> What you should do: Find where "A teaching note to the class: indicate the coffee" appears in the records below, then return that line and every later line exactly, stopping only at the last line.

> Supplied records:

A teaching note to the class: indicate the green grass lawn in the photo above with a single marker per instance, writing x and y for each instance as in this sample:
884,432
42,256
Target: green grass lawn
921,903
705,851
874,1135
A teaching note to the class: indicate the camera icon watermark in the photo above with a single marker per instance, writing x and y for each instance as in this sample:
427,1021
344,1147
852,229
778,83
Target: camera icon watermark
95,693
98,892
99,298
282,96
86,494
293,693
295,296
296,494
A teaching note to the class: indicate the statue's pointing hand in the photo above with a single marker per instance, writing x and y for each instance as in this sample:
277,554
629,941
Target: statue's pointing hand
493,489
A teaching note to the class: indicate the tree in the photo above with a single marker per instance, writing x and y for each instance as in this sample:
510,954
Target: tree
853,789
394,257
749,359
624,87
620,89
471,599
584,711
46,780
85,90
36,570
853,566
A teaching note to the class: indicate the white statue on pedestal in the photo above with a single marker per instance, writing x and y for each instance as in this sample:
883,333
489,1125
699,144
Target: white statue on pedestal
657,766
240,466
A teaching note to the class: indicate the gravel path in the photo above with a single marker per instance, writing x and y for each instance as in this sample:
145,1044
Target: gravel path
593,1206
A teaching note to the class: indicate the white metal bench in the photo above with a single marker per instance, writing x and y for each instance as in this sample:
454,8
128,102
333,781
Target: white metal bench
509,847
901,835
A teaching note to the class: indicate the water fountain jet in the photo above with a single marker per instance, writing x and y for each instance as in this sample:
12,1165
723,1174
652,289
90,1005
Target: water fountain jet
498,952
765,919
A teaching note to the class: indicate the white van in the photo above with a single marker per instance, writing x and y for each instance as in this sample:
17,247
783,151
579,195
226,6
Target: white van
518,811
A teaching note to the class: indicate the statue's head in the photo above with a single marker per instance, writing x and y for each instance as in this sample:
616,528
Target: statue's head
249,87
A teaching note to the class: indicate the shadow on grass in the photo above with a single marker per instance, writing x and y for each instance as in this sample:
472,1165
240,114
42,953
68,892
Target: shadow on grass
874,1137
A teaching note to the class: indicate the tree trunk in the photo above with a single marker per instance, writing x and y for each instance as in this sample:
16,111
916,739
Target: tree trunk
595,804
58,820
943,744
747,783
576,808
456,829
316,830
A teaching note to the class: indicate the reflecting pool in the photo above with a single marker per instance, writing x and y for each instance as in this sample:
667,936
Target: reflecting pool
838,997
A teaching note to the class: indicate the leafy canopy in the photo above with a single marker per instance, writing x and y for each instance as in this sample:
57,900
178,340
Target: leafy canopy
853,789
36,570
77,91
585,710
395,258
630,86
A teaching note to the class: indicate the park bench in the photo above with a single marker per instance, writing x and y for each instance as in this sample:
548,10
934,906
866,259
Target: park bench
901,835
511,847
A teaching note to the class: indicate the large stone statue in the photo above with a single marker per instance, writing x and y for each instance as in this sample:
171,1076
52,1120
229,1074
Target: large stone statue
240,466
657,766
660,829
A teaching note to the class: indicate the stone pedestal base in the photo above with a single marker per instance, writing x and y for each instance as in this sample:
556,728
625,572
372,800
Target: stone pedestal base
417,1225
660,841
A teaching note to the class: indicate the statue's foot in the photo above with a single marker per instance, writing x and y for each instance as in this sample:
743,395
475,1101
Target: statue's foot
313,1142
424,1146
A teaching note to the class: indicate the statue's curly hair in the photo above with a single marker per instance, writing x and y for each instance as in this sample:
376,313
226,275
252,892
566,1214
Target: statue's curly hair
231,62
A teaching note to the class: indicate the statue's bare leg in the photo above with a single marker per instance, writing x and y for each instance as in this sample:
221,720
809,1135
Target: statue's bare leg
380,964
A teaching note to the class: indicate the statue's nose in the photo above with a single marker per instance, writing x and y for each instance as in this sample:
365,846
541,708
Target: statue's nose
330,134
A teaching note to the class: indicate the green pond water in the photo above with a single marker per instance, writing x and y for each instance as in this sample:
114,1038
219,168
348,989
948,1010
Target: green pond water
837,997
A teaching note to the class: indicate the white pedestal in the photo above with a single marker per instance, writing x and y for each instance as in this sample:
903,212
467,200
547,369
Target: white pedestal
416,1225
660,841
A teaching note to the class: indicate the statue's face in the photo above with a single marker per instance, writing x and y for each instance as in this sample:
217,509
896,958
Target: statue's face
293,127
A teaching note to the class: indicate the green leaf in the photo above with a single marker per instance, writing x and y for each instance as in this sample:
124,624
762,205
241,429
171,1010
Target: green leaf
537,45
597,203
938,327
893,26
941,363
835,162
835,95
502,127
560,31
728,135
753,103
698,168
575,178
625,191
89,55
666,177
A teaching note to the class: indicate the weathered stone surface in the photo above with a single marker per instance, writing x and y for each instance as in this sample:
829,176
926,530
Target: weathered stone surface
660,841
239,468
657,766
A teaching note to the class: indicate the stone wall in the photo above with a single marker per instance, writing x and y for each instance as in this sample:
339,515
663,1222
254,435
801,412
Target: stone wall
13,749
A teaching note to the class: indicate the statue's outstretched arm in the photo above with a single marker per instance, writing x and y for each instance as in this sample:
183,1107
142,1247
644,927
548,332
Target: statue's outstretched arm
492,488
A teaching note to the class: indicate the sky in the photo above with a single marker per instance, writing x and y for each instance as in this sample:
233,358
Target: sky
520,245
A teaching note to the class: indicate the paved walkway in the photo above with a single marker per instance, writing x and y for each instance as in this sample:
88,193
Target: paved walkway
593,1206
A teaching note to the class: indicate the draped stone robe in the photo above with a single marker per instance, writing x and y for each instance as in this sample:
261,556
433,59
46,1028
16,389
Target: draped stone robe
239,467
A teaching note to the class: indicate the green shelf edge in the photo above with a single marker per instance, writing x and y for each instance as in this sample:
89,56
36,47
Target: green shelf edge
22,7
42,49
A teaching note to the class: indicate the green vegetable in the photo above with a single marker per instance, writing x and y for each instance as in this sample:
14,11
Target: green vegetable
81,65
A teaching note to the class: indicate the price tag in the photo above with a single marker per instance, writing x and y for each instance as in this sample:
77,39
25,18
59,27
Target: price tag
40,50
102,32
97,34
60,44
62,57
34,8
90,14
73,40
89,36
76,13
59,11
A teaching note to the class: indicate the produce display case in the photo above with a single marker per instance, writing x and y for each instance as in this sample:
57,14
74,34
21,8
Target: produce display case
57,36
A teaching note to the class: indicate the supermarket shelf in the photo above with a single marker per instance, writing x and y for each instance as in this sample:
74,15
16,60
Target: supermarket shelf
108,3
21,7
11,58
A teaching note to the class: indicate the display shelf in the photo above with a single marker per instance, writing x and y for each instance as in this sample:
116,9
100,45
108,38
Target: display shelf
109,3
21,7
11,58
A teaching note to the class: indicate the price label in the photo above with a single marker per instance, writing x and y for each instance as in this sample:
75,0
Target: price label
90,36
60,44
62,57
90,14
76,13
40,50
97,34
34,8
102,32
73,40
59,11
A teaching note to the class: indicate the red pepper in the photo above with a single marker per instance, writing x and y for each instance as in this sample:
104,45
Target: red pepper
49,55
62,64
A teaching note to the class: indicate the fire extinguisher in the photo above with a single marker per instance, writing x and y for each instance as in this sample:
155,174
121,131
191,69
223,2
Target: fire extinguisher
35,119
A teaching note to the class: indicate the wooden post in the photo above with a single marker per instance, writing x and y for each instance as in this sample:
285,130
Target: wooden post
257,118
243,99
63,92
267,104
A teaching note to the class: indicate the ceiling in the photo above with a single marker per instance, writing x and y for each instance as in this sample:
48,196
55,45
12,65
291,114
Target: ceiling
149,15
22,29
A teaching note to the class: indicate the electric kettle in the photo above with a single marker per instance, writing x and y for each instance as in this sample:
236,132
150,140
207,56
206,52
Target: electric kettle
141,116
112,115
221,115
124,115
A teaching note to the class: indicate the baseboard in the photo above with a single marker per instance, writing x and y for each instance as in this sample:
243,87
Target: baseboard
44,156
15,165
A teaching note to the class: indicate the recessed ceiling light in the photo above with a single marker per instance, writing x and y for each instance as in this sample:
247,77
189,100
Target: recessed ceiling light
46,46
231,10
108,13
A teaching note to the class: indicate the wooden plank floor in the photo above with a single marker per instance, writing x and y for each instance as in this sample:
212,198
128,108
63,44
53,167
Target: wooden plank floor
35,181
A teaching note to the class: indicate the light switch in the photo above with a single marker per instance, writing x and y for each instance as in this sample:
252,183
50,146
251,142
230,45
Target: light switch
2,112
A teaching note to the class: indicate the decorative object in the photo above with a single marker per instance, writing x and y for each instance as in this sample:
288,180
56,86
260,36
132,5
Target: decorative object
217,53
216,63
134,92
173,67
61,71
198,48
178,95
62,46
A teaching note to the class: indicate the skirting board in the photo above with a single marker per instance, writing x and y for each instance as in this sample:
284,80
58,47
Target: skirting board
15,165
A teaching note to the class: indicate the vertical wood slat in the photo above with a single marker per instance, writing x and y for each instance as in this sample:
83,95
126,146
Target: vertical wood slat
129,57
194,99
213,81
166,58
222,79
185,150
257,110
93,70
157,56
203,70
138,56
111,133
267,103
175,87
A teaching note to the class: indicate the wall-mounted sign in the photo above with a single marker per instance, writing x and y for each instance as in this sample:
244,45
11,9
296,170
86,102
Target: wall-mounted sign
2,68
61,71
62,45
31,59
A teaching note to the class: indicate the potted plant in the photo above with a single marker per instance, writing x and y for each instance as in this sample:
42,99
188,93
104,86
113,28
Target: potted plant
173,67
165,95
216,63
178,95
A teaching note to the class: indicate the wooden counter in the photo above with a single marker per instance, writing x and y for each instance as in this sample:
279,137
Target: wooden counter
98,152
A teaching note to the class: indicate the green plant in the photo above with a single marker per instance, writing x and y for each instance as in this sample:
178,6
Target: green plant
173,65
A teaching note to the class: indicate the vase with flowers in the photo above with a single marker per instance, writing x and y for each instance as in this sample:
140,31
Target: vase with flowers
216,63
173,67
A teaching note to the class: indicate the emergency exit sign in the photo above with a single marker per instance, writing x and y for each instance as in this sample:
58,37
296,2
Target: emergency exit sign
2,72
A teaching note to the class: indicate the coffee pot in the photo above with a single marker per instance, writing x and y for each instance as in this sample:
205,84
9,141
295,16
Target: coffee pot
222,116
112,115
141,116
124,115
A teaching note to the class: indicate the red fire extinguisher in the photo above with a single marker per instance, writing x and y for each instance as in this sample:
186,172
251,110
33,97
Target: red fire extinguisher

> Answer to the exercise:
A teaching note to the class: indicate the coffee pot in the photo above with a single marker per instance, writing x and y for each instance as in this sample:
205,84
9,141
295,16
Target: coffee pot
222,116
112,115
141,116
124,115
A teaching note to the class: indicate the red fire extinguisher in the photo above with a single marker per instance, writing x and y for each instance as in this sample:
186,172
251,110
33,97
Target: red fire extinguisher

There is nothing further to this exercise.